ACTIVITY: Beginning at the line that holds "The component shall return one point per instance of the hand", restate each line exactly through the final line of the records. Include both of those lines.

GIVEN ENTRIES:
▽

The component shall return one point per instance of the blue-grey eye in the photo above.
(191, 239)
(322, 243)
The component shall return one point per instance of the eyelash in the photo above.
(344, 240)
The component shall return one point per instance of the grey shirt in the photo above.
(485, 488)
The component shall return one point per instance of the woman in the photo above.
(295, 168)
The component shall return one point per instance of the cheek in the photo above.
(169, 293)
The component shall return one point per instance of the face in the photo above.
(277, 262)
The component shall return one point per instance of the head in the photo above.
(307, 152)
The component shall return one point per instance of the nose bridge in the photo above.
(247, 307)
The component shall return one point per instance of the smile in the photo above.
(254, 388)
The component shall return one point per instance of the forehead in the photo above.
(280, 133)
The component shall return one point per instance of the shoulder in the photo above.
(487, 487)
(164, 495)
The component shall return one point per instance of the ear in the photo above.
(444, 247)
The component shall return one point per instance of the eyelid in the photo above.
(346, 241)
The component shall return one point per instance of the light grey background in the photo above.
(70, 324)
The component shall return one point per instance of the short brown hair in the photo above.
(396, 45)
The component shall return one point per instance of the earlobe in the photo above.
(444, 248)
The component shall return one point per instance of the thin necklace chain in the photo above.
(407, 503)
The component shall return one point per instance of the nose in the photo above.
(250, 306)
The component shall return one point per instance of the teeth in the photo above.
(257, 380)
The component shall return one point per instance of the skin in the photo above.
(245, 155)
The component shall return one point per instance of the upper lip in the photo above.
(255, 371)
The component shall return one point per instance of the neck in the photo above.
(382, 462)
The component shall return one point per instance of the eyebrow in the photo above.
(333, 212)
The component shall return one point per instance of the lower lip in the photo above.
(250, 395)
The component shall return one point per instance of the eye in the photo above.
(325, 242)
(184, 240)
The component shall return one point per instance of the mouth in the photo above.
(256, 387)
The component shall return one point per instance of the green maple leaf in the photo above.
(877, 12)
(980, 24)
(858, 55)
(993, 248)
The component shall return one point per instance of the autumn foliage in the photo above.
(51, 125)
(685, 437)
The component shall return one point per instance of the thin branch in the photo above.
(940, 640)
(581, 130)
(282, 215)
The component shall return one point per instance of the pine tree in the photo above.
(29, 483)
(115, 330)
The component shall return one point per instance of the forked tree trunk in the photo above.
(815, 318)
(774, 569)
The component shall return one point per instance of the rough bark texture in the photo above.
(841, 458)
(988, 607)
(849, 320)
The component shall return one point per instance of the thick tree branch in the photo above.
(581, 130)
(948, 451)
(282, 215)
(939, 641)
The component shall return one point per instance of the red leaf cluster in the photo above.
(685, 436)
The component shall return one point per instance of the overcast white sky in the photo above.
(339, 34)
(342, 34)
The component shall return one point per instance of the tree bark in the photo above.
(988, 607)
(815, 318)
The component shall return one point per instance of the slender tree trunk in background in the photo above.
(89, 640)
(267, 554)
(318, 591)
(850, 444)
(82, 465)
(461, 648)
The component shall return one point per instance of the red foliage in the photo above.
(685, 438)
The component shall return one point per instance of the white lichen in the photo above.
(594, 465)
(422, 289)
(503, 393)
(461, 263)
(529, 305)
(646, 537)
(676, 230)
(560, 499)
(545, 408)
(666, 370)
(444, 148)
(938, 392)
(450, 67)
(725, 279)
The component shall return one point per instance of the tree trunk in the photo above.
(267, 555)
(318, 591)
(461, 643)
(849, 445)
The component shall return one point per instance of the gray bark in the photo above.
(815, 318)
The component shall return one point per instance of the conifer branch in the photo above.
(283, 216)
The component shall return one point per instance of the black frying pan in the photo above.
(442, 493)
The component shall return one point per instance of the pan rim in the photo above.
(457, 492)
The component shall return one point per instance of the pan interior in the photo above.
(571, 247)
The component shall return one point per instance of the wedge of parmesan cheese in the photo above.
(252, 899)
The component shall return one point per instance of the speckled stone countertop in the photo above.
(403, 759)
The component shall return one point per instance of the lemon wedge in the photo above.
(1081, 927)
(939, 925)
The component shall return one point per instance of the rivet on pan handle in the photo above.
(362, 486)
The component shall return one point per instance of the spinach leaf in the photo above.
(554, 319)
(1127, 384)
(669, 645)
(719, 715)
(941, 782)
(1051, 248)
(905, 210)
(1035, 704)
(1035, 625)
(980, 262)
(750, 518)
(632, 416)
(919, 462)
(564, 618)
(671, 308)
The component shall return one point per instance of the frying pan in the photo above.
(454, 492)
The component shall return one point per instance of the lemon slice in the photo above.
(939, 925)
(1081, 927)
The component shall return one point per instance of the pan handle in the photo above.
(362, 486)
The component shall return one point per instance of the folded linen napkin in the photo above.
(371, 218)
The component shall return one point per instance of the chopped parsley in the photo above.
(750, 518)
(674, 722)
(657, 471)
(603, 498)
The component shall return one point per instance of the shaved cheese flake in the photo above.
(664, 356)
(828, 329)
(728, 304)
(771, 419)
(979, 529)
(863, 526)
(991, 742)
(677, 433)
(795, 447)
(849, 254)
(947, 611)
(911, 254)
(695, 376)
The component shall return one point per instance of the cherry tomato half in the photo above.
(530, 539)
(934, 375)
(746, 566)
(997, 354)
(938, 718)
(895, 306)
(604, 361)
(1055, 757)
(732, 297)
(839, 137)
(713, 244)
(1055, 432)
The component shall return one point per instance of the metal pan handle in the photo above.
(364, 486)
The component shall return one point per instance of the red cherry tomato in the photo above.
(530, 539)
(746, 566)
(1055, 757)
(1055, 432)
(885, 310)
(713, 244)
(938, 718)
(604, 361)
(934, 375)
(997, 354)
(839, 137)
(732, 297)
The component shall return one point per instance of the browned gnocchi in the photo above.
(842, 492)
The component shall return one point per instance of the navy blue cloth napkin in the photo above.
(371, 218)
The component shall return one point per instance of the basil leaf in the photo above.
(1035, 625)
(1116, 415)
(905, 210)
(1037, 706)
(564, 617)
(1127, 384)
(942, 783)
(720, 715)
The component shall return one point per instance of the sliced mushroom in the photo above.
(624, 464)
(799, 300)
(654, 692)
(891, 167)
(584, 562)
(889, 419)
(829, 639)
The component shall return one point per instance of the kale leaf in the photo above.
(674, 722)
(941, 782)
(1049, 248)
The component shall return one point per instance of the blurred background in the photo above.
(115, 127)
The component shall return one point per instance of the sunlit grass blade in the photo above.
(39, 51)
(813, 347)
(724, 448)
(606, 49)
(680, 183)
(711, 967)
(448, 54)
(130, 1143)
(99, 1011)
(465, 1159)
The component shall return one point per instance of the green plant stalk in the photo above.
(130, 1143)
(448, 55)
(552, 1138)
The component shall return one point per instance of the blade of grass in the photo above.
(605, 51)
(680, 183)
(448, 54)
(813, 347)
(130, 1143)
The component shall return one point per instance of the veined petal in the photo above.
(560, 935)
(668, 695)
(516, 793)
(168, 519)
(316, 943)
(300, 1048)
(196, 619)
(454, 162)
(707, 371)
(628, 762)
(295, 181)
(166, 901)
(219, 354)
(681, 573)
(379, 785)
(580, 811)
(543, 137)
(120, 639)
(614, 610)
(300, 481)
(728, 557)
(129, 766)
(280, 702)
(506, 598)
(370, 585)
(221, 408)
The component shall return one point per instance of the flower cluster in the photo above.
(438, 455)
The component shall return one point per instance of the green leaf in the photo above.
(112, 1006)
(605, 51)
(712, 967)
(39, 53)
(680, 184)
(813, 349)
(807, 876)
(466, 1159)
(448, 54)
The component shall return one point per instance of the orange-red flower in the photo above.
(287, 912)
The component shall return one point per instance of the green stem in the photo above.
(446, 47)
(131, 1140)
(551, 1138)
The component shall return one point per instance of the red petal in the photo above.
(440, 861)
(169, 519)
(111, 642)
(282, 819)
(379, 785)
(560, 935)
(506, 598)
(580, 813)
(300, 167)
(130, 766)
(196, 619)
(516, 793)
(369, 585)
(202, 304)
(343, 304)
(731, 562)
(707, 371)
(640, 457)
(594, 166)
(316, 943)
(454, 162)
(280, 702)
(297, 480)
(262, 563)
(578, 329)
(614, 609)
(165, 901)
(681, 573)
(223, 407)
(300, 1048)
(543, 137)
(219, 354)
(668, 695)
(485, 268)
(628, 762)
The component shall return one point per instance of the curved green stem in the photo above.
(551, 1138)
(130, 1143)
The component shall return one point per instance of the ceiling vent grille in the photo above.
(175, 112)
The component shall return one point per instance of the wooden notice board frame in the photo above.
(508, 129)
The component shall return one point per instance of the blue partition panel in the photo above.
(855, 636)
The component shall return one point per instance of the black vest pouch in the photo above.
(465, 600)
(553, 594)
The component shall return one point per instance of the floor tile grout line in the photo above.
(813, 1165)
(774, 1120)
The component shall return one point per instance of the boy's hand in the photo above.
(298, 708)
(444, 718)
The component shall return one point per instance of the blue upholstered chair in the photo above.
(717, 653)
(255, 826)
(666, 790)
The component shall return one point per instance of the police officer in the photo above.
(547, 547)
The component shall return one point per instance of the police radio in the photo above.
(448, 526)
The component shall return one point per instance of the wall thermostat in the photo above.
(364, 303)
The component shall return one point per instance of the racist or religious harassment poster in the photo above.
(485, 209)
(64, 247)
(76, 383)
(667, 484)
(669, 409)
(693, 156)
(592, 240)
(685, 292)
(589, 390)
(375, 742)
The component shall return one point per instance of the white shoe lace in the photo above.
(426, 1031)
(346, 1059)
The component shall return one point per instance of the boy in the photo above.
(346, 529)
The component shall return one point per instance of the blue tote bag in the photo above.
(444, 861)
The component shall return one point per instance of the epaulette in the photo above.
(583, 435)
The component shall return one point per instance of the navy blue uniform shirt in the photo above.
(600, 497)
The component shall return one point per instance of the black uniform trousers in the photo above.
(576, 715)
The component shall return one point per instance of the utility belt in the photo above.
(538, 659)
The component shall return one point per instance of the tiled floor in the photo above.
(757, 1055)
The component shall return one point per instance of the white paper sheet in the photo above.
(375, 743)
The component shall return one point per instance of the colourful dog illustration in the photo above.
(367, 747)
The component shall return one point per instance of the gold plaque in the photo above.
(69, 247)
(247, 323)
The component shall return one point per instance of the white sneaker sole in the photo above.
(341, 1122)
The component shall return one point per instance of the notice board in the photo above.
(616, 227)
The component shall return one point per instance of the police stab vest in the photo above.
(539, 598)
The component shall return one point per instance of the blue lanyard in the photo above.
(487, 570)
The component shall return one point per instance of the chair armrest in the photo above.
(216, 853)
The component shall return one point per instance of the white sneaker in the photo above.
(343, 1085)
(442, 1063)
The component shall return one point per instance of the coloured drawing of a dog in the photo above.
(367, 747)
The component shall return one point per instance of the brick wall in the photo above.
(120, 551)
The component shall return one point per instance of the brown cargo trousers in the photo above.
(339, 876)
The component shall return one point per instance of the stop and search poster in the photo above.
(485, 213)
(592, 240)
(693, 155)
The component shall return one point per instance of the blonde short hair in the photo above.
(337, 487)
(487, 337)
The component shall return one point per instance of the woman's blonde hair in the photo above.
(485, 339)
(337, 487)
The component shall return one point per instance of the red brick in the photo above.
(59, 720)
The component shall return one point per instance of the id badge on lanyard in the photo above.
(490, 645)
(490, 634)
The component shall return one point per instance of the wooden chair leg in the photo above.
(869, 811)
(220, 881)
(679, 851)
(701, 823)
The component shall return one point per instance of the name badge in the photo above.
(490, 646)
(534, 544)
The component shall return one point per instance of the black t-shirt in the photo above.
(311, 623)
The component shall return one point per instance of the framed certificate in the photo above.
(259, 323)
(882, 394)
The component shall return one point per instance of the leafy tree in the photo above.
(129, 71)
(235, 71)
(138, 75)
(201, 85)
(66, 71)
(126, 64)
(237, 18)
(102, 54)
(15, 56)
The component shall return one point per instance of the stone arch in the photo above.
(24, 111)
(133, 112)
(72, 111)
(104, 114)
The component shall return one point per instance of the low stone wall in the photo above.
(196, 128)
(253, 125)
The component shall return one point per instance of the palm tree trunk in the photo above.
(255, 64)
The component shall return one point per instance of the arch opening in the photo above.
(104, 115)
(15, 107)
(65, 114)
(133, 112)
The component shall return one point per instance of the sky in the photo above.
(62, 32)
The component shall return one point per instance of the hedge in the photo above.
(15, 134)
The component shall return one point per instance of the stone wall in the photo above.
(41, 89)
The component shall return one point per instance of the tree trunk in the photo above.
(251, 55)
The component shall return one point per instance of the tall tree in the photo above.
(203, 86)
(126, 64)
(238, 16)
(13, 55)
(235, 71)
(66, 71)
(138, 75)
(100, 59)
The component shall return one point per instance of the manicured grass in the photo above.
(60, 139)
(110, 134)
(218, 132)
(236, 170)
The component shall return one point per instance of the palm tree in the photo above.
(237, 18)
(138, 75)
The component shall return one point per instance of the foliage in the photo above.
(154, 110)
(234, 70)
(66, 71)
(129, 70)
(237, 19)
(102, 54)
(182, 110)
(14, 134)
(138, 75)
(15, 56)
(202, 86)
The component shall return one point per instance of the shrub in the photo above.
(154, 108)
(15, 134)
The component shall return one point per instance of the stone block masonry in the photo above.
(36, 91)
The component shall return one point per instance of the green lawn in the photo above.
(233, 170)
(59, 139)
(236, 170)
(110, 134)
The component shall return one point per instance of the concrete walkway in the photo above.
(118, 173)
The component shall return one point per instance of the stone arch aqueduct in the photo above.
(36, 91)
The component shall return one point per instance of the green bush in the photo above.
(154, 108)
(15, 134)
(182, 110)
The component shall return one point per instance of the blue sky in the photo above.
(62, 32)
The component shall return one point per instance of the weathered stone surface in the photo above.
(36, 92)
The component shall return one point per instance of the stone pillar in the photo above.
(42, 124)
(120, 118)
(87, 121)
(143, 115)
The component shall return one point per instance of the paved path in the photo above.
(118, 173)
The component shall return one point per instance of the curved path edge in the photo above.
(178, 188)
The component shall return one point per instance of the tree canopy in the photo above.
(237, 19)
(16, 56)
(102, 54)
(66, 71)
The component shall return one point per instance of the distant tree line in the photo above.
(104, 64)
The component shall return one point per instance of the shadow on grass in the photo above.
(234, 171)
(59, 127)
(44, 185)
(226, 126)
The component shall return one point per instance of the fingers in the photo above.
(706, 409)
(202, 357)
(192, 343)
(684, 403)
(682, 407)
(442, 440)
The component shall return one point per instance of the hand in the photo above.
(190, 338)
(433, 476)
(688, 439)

△

ANSWER SECTION:
The component shall return one point per instance of the hand in the photo above.
(190, 338)
(433, 476)
(688, 439)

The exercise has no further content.